**AUFGABEN**
**a)** Schreib den Abschnitt über die „Eule“ für den Finanzminister von „Deswegen vergab der“ bis „Beamten’ die Rede.“ noch einmal ab. Setz dabei „Urlaubsgeldes“ an die Stelle von „Weihnachtsgeldes“.
**b)** Beantworte diese Fragen zum Text über die „Eule“ für den Finanzminister:
(i) An welchem Tag vergab der Sächsische Beamtenbund die „Eule“?
(ii) Um wie viel Prozent wurde die Besoldung ungefähr gekürzt?
(iii) Welches Amt hat Günter Steinbrecht?
**c)** Nenne alle Datums- und Jahresangaben aus dem Text über die „Eule“ für den Finanzminister.

**SEITENAUSZUG**
Deswegen vergab der Sächsische Beamtenbund am 1. März seinen Negativpreis, die “Eule”, an den Finanzminister Georg Unland. Besonders schwer im Magen lag den Beamten die Streichung des Weihnachtsgeldes. Am 14. Dezember musste Unland auf Nachfrage im Landtag zugestehen: “Die Streichung der Sonderzahlung hatte weder den Zweck, kurzfristige finanzielle Engpässe im sächsischen Staatshaushalt zu beheben, noch war für sie die aktuelle Einnahmesituation des Freistaates Sachsen ausschlaggebend.”

Das aber werfe die Frage auf, ob der Staatsminister den Parlamentariern bewusst oder unbewusst die Unwahrheit sagte. Denn schon bei der Begründung zu den Einsparungen im Rahmen des Doppelhaushaltes 2011/12 war immer von dem ‘Beitrag der Beamten’ die Rede.

“Wenn das aber nicht der wahre Grund gewesen sein sollte, so können die Beschäftigten in dieser Besoldungskürzung von rund 4 % nur noch Geringschätzung ihrer Leistungen, Willkür oder gar Bosheit der Staatsregierung vermuten, denn eine Neugestaltung oder Umstrukturierung der Besoldung, bei der die eingesparten 23 Millionen Euro wieder eingesetzt wurden, hat nicht stattgefunden. So stehen 46 Millionen Euro Mindereinnahmen der Beamten, Richter und Versorgungsempfänger zu Buche, die der Freistaat in 2011 und 2012 anderweitig verwendet”, äußerte sich Günter Steinbrecht, Landesvorsitzender des sbb – beamtenbund und tarifunion sachsen in seiner “Laudatio” dazu.

Auch die Deutsche Polizeigewerkschaft Sachsen begrüßte die Verleihung der “Eule” an den Sächsischen Finanzminister.

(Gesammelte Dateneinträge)
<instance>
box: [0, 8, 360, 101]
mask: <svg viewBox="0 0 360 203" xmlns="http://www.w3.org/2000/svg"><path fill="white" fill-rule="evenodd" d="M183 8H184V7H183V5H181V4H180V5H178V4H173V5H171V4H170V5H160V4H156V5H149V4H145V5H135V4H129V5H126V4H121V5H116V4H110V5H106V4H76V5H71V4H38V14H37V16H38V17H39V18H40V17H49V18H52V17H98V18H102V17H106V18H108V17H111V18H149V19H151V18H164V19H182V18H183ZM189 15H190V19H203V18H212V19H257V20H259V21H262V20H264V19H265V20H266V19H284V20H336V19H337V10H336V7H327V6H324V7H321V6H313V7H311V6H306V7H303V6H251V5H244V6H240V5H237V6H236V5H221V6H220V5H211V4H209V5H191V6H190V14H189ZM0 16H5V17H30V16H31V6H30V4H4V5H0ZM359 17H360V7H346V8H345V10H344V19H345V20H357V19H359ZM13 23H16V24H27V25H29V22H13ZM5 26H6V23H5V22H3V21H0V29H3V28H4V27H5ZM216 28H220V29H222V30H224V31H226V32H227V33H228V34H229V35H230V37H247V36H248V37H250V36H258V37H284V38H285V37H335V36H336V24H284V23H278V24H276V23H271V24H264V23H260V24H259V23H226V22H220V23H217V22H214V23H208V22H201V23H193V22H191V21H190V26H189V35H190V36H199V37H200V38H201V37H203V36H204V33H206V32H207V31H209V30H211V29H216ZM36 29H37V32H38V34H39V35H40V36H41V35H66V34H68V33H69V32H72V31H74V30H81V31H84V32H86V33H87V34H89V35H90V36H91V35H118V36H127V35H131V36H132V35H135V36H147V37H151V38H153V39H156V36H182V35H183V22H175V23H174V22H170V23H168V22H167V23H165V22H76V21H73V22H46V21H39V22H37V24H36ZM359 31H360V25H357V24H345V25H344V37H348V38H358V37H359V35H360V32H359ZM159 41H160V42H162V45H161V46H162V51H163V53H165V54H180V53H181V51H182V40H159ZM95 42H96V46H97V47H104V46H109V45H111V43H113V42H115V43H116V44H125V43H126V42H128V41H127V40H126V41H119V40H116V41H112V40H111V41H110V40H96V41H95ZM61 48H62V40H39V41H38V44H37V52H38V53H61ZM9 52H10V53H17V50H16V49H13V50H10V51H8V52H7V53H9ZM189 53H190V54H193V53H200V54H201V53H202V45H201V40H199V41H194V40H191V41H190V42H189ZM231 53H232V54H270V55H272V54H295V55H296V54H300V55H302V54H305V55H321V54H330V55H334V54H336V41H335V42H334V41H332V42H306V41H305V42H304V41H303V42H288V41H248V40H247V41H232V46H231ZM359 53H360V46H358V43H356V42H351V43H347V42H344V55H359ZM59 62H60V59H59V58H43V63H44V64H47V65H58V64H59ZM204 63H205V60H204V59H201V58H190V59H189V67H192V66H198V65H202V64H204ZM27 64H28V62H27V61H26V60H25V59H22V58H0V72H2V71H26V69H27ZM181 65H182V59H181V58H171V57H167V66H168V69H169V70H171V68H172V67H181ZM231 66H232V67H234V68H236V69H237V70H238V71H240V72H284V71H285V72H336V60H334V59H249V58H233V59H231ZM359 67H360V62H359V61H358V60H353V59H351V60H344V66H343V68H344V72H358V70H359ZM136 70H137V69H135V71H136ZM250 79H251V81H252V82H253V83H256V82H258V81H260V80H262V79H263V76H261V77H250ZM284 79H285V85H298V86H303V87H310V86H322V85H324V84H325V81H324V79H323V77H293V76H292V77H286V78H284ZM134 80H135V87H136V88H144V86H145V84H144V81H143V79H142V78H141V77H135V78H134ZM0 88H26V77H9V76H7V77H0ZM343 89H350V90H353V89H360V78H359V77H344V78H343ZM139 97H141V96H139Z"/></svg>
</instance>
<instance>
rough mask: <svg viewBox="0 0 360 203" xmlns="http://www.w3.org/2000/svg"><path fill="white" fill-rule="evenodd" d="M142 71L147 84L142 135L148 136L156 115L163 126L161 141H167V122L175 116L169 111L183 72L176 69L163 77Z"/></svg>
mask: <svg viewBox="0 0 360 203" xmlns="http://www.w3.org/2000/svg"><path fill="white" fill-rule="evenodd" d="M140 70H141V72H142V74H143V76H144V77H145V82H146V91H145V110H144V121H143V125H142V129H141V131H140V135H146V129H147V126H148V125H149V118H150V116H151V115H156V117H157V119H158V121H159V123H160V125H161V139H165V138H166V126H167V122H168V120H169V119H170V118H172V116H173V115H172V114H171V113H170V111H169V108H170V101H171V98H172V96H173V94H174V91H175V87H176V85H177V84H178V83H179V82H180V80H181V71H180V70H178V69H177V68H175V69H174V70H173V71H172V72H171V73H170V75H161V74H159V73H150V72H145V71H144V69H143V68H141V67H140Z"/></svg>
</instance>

**LÖSUNGEN JE AUFGABE**
**a)**
Deswegen vergab der Sächsische Beamtenbund am 1. März seinen Negativpreis, die “Eule”, an den Finanzminister Georg Unland. Besonders schwer im Magen lag den Beamten die Streichung des Urlaubsgeldes. Am 14. Dezember musste Unland auf Nachfrage im Landtag zugestehen: “Die Streichung der Sonderzahlung hatte weder den Zweck, kurzfristige finanzielle Engpässe im sächsischen Staatshaushalt zu beheben, noch war für sie die aktuelle Einnahmesituation des Freistaates Sachsen ausschlaggebend.”

Das aber werfe die Frage auf, ob der Staatsminister den Parlamentariern bewusst oder unbewusst die Unwahrheit sagte. Denn schon bei der Begründung zu den Einsparungen im Rahmen des Doppelhaushaltes 2011/12 war immer von dem ‘Beitrag der Beamten’ die Rede.

**b)**
(i) Am 1. März.
(ii) Um rund 4 %.
(iii) Er ist Landesvorsitzender des sbb – beamtenbund und tarifunion sachsen.

**c)** 1. März, 14. Dezember, 2011/12, 2011, 2012